Written instruction: Reproduce the entries verbatim, starting at the line that contains "Expected behaviour: a marker sits on the gull standing" and continuing through the final entry.

-- START Data records --

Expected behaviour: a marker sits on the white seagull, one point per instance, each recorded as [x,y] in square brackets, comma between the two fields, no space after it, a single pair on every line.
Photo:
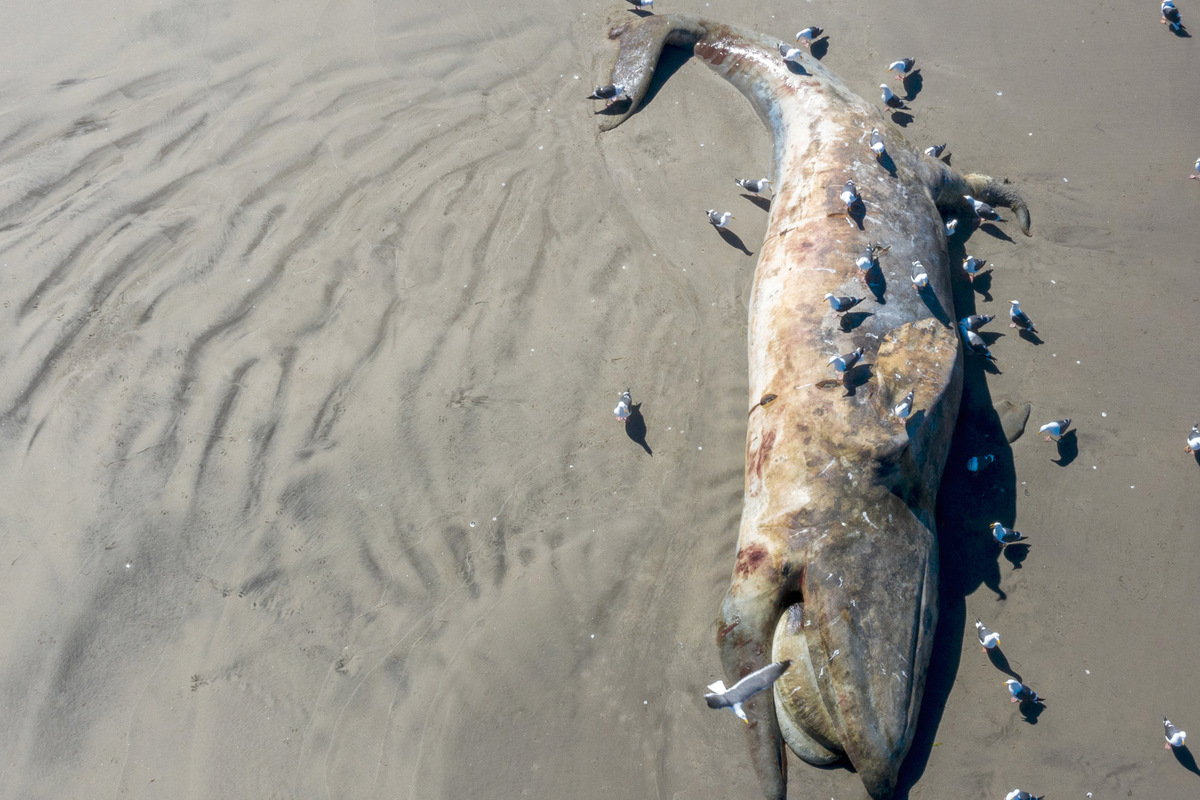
[742,691]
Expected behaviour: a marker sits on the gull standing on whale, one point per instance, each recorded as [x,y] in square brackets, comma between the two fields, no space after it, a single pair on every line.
[1175,738]
[988,638]
[742,691]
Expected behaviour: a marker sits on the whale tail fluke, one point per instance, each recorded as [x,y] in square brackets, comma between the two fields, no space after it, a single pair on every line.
[1000,192]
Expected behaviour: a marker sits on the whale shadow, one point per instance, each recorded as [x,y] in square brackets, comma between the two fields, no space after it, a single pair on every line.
[1068,449]
[733,240]
[1000,661]
[761,202]
[912,85]
[852,319]
[1186,759]
[966,505]
[635,427]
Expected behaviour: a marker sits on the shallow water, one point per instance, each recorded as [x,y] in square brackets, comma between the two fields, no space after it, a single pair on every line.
[312,326]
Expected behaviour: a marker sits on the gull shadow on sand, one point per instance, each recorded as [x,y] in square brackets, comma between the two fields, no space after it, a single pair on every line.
[1186,759]
[757,199]
[912,85]
[966,551]
[635,427]
[1031,710]
[1030,336]
[852,319]
[732,239]
[1068,449]
[1015,554]
[1000,661]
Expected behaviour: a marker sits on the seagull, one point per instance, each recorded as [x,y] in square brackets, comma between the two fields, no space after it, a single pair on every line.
[1175,738]
[849,194]
[1055,429]
[753,185]
[977,463]
[841,304]
[809,35]
[720,218]
[889,97]
[1020,319]
[975,322]
[988,638]
[612,92]
[976,344]
[1023,693]
[742,691]
[901,67]
[790,53]
[919,276]
[1194,439]
[877,143]
[982,209]
[1170,16]
[846,362]
[1006,535]
[623,405]
[971,265]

-- END Data records --

Reply:
Expected behaviour: a marker sits on the gull standing on whale, one point per instance, each recorded as [x,y] in square brackets, comma between the two fields, no space after it, a single pair on every line.
[1175,738]
[988,638]
[742,691]
Expected behaviour: a marker sits on the whale tail fluke, one point per instance, each recorded as [x,y] in square brackets, comma between the two fields, no space after it, a single pair on every line.
[1000,192]
Expected behaviour: a marker sits on the whale shadow, one point per instance, each recorded as [x,y] in square brackets, comma between the two fields, no space after it, a single pair on every line.
[1068,449]
[733,240]
[1000,661]
[761,202]
[912,85]
[852,319]
[1186,759]
[966,505]
[635,427]
Expected behaviour: a marker sits on the shallow water, one point per instance, each recorded as [x,y] in square brackets, comma between the two fields, no space after it, a single pair on every line.
[312,326]
Expected behaviour: a marker sits on the gull shadow on sand, one point per instance, each recorded as [x,y] in square brackets, comma between the two fields, no space after it, a single pair on every line.
[1186,759]
[757,199]
[912,85]
[966,551]
[635,427]
[1031,710]
[1030,336]
[852,319]
[732,239]
[1068,449]
[1015,554]
[1000,661]
Expected behaviour: a marker sits on the seagull, one point per instance, each recorded as [x,y] in square brackets, comma between the two fields, no space after it, a single pair on every line.
[1175,738]
[849,194]
[1055,429]
[753,185]
[977,463]
[841,304]
[809,35]
[720,218]
[889,97]
[1020,319]
[975,322]
[988,638]
[612,92]
[976,344]
[1023,693]
[742,691]
[901,67]
[790,53]
[919,276]
[1194,439]
[877,143]
[982,209]
[1170,16]
[846,362]
[1006,535]
[623,405]
[971,265]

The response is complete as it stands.